● **Work to do**:
1. In the credit agreement amendment below, what is the minimum Consolidated Tangible Net Worth required as of the last day of any fiscal quarter after December 31, 2005?
2. Extend the credit agreement amendment below, picking up right after its final section.

● **Text to read**:
————
Section 2.                                            Amendment to Section 2.20.  Section 2.20 of the Credit Agreement is hereby deleted in its entirety.

 

Section 3.                                            Amendment to Section 6.16.  Section 6.16 of the Credit Agreement is hereby deleted in its entirety and replaced by the following:

 

“SECTION 6.16.                                   Minimum Consolidated Tangible Net Worth.   Borrower will not permit Consolidated Tangible Net Worth as of (i) the last day of each of the fiscal quarters ended September 30, 2005 and December 31, 2005, to be less than $15,000,000; and (ii) the last day of any fiscal quarter thereafter, to be less than $40,000,000.”

 

Section 4.                                            Amendment to Section 6.18.  Section 6.18 of the Credit Agreement is hereby deleted in its entirety and replaced by the following:

 

“SECTION 6.18.                                   Maximum Leverage Ratio.  The Borrower shall not permit the Leverage Ratio as of (i) the last day of each of the fiscal quarters ended September 30, 2005 and December 31, 2005, to exceed 4.5 to 1.0; and (ii) the last day of any fiscal quarter thereafter, to exceed 4.0 to 1.0.”

 

Section 5.                                            Amendment to Exhibit B.  The text of Exhibit B to the Credit Agreement is hereby deleted in its entirety and replaced with “Intentionally Deleted.”
————
● **Entries supplied**:
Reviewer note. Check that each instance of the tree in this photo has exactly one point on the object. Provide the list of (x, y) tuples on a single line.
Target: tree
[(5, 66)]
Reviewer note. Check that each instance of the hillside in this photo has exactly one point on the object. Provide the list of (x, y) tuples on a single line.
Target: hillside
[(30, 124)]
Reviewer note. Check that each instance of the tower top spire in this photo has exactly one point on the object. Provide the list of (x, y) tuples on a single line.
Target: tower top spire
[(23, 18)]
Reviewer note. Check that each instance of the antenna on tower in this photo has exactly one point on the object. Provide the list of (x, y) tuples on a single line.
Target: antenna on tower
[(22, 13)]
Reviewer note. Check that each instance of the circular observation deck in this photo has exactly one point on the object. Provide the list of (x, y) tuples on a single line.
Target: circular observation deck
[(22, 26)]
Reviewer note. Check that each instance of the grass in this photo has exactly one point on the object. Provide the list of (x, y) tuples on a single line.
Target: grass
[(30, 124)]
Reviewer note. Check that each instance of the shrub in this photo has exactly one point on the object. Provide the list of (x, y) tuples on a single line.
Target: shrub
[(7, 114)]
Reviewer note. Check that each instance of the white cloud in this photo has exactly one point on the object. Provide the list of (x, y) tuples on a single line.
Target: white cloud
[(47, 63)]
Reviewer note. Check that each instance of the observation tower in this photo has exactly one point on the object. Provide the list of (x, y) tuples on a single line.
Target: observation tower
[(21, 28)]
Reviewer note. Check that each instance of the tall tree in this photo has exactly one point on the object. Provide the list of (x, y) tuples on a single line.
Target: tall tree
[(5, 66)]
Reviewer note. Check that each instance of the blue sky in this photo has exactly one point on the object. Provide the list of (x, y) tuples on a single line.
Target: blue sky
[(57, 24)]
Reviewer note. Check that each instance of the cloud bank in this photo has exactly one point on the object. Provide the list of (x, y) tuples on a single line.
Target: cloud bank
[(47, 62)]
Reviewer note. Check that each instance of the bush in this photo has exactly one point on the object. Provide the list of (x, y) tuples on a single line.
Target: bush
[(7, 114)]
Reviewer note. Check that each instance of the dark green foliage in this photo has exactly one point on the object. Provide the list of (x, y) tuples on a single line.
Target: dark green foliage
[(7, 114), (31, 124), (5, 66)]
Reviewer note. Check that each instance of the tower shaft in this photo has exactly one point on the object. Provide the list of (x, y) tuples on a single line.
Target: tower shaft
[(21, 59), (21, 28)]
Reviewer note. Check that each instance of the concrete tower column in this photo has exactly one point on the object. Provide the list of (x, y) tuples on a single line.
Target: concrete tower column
————
● **Final answers**:
1. $40,000,000

2.
 

Section 6.                                            Amendment to Exhibit C.  The text of Exhibit C to the Credit Agreement is hereby deleted in its entirety and replaced with “Intentionally Deleted.”

 

Section 7.                                            Amendment to Schedule 1.01.  Schedule 1.01 to the Credit Agreement is hereby deleted in its entirety and replaced by Schedule 1.01 attached hereto.

 

Section 8.                                            Amendment to Schedule 2.01.  Schedule 2.01 to the Credit Agreement is hereby deleted in its entirety and replaced by Schedule 2.01 attached hereto.

 

Section 9.                                            Amendment to Schedule 3.06(b).  Schedule 3.06(b) to the Credit Agreement is hereby deleted in its entirety and replaced by Schedule 3.06(b) attached hereto.

 

Section 10.                                      Amendment to Schedule 3.06(d).  Schedule 3.06(d) to the Credit Agreement is hereby deleted in its entirety and replaced by Schedule 3.06(d) attached hereto.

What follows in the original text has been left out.